• Exercise prompt: Reproduce the material below with every "flow-rate study" changed to "waterbird survey" and all other text left unchanged. Leave the pictures out of your output.

• Data section:
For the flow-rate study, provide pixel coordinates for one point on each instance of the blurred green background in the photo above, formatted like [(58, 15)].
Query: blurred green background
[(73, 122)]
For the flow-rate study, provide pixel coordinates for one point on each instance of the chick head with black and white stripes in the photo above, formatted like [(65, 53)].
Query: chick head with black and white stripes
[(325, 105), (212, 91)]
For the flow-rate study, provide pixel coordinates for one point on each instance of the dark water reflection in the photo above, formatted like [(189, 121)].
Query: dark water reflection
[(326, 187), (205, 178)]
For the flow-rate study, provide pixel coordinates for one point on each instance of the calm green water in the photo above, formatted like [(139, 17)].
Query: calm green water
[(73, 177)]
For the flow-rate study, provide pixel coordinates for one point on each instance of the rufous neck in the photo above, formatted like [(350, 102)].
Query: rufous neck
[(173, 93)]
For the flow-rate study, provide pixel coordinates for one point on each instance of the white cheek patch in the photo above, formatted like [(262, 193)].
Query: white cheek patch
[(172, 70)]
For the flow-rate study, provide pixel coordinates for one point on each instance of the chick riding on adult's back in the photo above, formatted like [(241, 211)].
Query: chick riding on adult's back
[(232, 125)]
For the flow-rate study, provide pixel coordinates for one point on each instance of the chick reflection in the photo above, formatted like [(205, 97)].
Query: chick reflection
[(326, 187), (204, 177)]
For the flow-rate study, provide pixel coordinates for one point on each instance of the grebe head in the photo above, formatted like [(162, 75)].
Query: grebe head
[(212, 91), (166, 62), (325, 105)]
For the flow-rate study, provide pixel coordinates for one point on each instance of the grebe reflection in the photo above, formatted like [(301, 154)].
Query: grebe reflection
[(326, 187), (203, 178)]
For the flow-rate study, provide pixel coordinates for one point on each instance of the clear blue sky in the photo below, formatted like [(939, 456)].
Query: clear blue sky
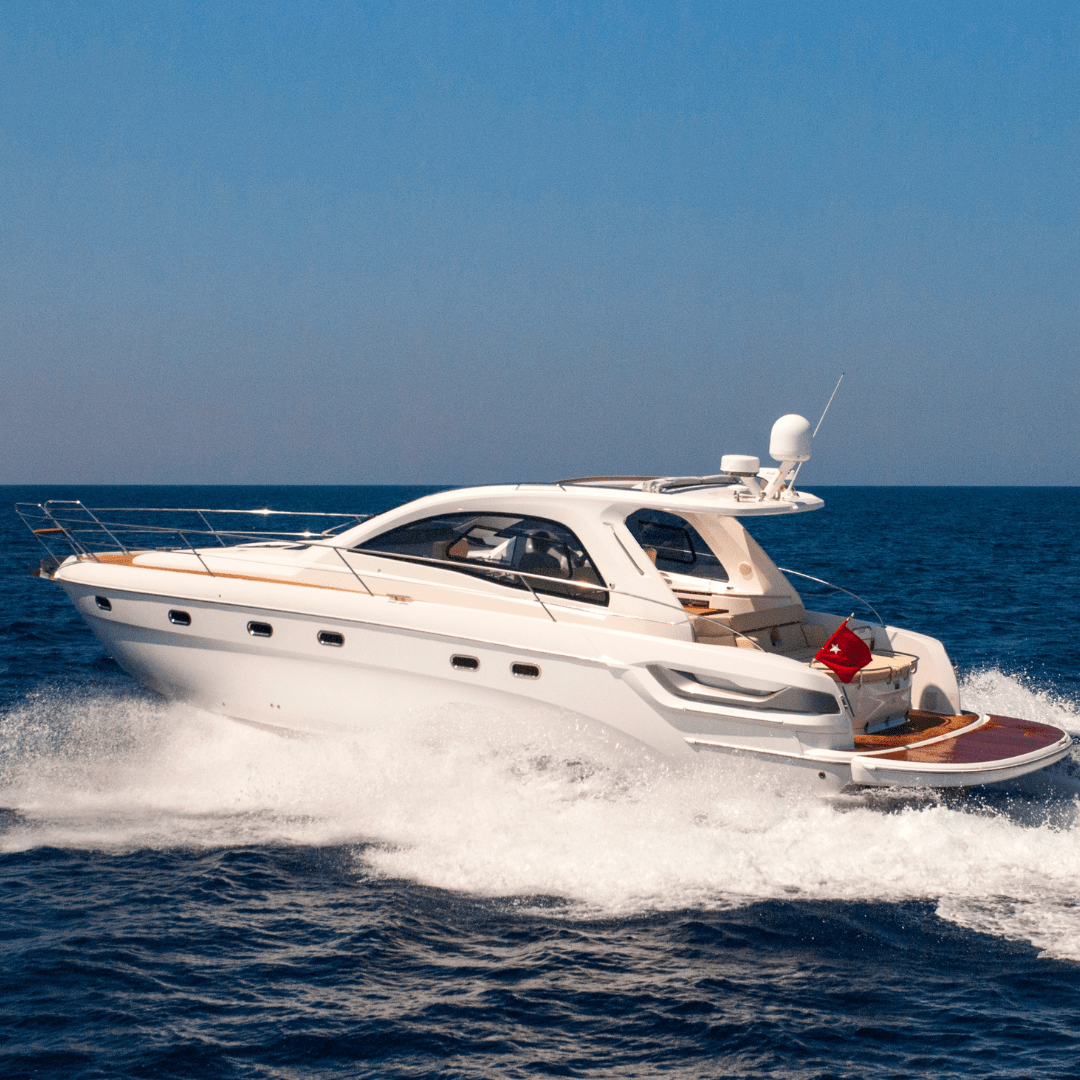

• Solution:
For the waterbird survey, provide pixel coordinates for one point on each instance of the blurred green background in the photo above, formatted like [(58, 15)].
Query: blurred green background
[(73, 122)]
For the waterbird survey, provide pixel coordinates for one point on each instance of the chick head with black and white stripes in the photo above, formatted like [(65, 53)].
Query: chick head with black and white stripes
[(325, 105), (212, 91)]
For the waterbird survey, provide pixel coordinates for one point on each instance of the dark water reflection in the photo above, formatted like [(189, 121)].
Query: dark water reflection
[(326, 187), (205, 178)]
For the waterbird survey, provide pixel coordinates for one point on each instance of the calm green water in the photo above, formatted like [(139, 17)].
Query: calm green water
[(73, 177)]
For the waterbird survey, provide pixel coordinates for one point on each instance of the rufous neck in the photo above, formatted like [(350, 102)].
Query: rufous neck
[(173, 93)]
For the waterbird survey, provide pixel coordinates for one point on each instance of the white cheek patch in the photo above, formatted like [(262, 193)].
Query: white cheek patch
[(172, 70)]
For the waterbird survey, provide pixel coordinates for one point on each instance of the chick riding on adult's back in the photo above, formatted like [(241, 211)].
Query: chick riding on adult's back
[(232, 125)]
For the waterbird survey, provide pixel coordinates for one point on each instance of the chick reflection in the photo above, formatted like [(205, 97)].
Query: chick reflection
[(326, 187), (204, 177)]
For the waterbird survey, provide pixel coordinates for one point on each instance of the grebe head in the photo above, formatted like [(162, 75)].
Query: grebe head
[(212, 91), (166, 62), (325, 105)]
For the waterbird survey, provide pixel coordinates for one point on each instance of the grebe reflection in the photo above, formatted like [(301, 154)].
Query: grebe reflection
[(326, 187), (203, 178)]
For the waterbird survey, provide pixel coordinates for one point on each instance of the clear blue sky in the photo below, formatted like [(939, 456)].
Query: clear blue sky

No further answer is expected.